§ **WORK TASK 1**: From the passage on flooding at nuclear plants, reproduce the part that opens with the words containing "LaSalle (Illinois): Fission" and closes with "for both reactors.".
§ **WORK TASK 2**: According to the passage on flooding at nuclear plants, to what depth did the LaSalle pump house flood in the May 13, 1985, event?
§ **WORK TASK 3**: Pick up the passage on flooding at nuclear plants where it stops and continue writing it.

The March 2011 disaster at the Fukushima Daiichi nuclear plant in Japan did not reveal flooding to be a nuclear safety hazard; it reminded us of this well-known threat. Flooding from internal sources (e.g., broken pipes and failed storage tanks) and from external sources (e.g., heavy rainfall and swollen rivers) had long been recognized as a risk to be managed with an array of flood protection measures. As the following summaries—an abridged sampling among many such events—indicate, there were numerous reminders before Fukushima.


LaSalle (Illinois): Fission Stories #113 described the May 13, 1985, event where one of the circulating water pumps that sent cooling water from the lake through the plant stopped running. A worker dispatched to the pump house to investigate the problem discovered the building filling with water through a broken rubber expansion joint. The pump house flooded to a depth of 15 feet, disabling all the circulating water and service water pumps for both reactors.

§ **RECORDS**:
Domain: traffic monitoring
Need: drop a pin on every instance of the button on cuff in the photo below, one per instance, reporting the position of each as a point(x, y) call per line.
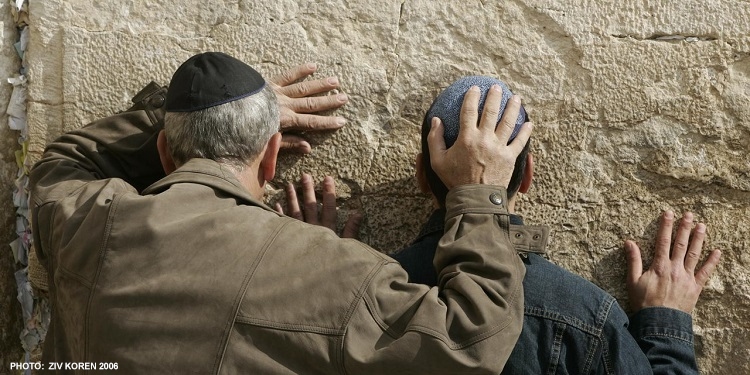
point(496, 198)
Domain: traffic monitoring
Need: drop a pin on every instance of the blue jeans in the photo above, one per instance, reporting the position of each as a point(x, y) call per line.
point(571, 326)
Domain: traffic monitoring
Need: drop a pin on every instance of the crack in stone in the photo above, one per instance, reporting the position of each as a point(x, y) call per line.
point(668, 38)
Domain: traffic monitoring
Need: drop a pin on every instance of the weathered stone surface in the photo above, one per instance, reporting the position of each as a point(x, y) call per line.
point(639, 106)
point(10, 309)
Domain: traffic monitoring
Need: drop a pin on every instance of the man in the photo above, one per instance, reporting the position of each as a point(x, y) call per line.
point(570, 325)
point(192, 273)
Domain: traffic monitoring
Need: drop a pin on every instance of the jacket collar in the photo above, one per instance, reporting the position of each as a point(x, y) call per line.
point(209, 173)
point(525, 238)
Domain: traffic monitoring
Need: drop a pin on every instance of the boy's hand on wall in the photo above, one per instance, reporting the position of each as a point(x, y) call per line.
point(327, 214)
point(298, 105)
point(671, 281)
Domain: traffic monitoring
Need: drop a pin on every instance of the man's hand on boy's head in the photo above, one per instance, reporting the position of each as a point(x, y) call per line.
point(297, 105)
point(309, 212)
point(671, 281)
point(481, 153)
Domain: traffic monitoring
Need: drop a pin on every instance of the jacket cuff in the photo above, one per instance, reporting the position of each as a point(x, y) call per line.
point(476, 199)
point(664, 322)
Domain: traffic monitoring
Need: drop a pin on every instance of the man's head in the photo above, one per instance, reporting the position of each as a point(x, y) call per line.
point(447, 107)
point(219, 108)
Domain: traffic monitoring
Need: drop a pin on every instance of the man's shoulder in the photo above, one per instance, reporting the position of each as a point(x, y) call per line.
point(554, 293)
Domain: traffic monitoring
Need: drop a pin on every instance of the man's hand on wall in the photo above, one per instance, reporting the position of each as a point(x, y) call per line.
point(309, 212)
point(481, 153)
point(298, 106)
point(671, 281)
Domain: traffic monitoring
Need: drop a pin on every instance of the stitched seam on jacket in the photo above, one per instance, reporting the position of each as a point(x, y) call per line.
point(609, 369)
point(361, 295)
point(688, 342)
point(436, 334)
point(289, 326)
point(556, 348)
point(240, 296)
point(102, 252)
point(554, 316)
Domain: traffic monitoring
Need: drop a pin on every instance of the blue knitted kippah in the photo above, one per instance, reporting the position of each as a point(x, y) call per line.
point(447, 106)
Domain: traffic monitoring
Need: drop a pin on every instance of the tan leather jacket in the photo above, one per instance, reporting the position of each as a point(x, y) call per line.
point(190, 274)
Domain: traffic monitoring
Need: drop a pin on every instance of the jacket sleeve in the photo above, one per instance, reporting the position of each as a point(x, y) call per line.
point(469, 323)
point(83, 168)
point(666, 338)
point(656, 340)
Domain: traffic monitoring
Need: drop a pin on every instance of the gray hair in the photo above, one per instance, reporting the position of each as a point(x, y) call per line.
point(233, 133)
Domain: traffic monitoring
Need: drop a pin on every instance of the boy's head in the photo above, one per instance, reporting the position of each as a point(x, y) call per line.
point(447, 107)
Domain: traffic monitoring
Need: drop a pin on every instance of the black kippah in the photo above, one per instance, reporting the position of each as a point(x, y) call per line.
point(210, 79)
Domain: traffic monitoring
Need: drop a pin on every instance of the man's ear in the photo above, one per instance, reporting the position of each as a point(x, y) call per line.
point(165, 155)
point(422, 176)
point(270, 156)
point(528, 174)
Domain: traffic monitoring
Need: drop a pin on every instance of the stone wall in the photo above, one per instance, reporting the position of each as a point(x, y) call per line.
point(10, 309)
point(640, 106)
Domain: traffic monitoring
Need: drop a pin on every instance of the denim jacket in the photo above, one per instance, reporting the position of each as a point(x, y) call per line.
point(571, 326)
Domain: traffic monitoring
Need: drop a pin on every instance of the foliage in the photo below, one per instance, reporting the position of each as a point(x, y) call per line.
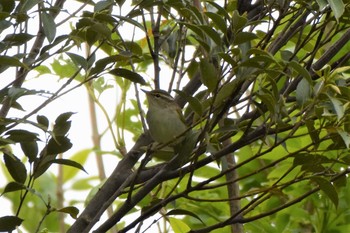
point(265, 85)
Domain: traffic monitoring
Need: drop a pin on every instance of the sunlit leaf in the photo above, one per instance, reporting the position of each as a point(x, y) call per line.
point(9, 223)
point(208, 74)
point(49, 26)
point(15, 167)
point(128, 74)
point(179, 226)
point(327, 188)
point(68, 162)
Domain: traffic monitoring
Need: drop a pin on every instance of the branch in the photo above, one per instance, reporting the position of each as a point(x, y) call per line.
point(332, 51)
point(29, 60)
point(98, 205)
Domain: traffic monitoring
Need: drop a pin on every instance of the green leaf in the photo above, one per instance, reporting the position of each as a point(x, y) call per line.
point(337, 7)
point(128, 74)
point(7, 5)
point(28, 4)
point(62, 125)
point(13, 186)
point(49, 26)
point(9, 223)
point(20, 135)
point(194, 103)
point(80, 157)
point(217, 20)
point(322, 3)
point(43, 121)
point(208, 74)
point(30, 150)
point(211, 33)
point(17, 39)
point(183, 212)
point(69, 163)
point(301, 70)
point(338, 107)
point(102, 5)
point(15, 167)
point(179, 226)
point(327, 188)
point(78, 60)
point(345, 136)
point(58, 145)
point(243, 37)
point(71, 210)
point(303, 92)
point(7, 61)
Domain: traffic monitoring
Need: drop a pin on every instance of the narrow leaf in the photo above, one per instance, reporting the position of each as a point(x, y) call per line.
point(15, 167)
point(9, 223)
point(327, 188)
point(69, 163)
point(49, 26)
point(30, 150)
point(128, 74)
point(208, 74)
point(78, 60)
point(337, 7)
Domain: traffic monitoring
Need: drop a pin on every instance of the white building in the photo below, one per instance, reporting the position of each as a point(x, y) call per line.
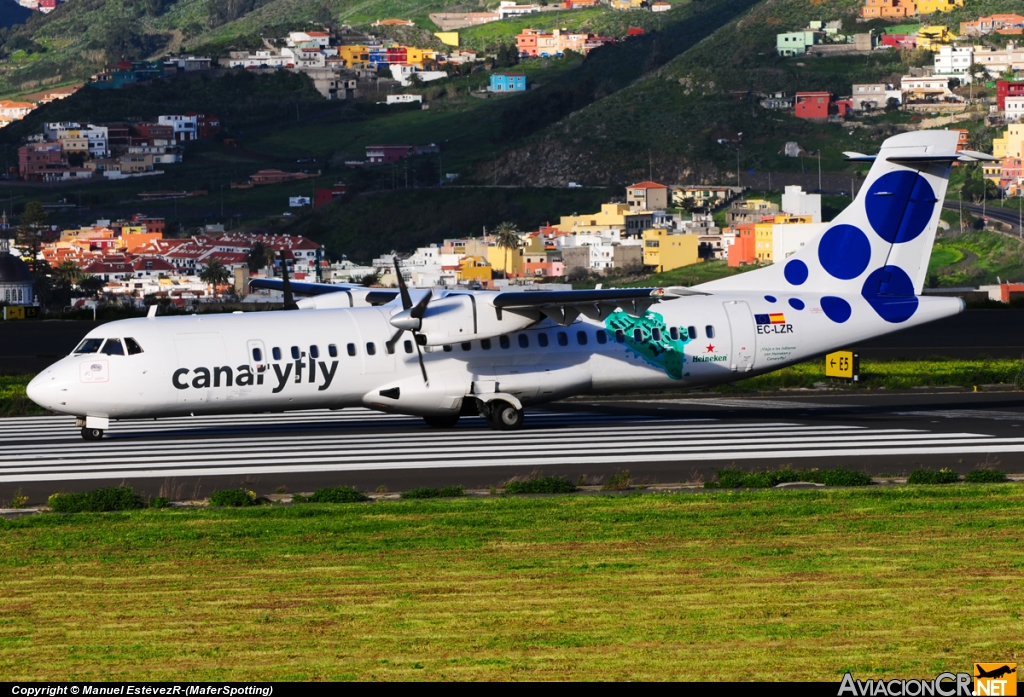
point(954, 61)
point(1015, 110)
point(791, 237)
point(509, 8)
point(798, 202)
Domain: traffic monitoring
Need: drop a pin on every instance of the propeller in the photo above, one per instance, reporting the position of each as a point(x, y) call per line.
point(410, 319)
point(286, 284)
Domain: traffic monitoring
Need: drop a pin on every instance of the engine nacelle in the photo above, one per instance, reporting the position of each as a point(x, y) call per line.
point(458, 317)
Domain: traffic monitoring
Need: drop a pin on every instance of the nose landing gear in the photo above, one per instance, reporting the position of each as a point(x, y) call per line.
point(92, 434)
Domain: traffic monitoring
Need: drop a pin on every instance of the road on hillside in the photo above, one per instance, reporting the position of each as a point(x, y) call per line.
point(670, 440)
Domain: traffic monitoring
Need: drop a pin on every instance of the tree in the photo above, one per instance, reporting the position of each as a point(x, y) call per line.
point(507, 235)
point(69, 272)
point(257, 257)
point(215, 273)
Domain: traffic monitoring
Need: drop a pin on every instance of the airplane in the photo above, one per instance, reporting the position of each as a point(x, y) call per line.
point(441, 354)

§ **ANSWER SECTION 1**:
LaSalle (Illinois): Fission Stories #113 described the May 13, 1985, event where one of the circulating water pumps that sent cooling water from the lake through the plant stopped running. A worker dispatched to the pump house to investigate the problem discovered the building filling with water through a broken rubber expansion joint. The pump house flooded to a depth of 15 feet, disabling all the circulating water and service water pumps for both reactors.

§ **ANSWER SECTION 2**: 15 feet

§ **ANSWER SECTION 3**:
The summaries indicate that adequate flood protection relies on (1) preventing water from entering areas housing vital equipment, (2) locating vital equipment in diverse locations to lessen the chances for a flood to disable it all, (3) draining areas containing vital equipment faster than then can flood, and (4) detecting a flooding condition as soon as possible to maximize the time available to successfully intervene.

Flooding is but one of many risks to be managed at a nuclear plant. Properly managing a single risk factor would be relatively simple. Properly managing multiple risk factors, often at odds with one another, complicates the task quite a bit. For example, installing fire headers and fire sprinklers within a nuclear power plant decreases the fire risk. But it increases the flooding risk. It’s not a matter of choosing which risk to manage and which to neglect; it’s a matter of understanding all the risks and developing designs and procedures that effectively manage them.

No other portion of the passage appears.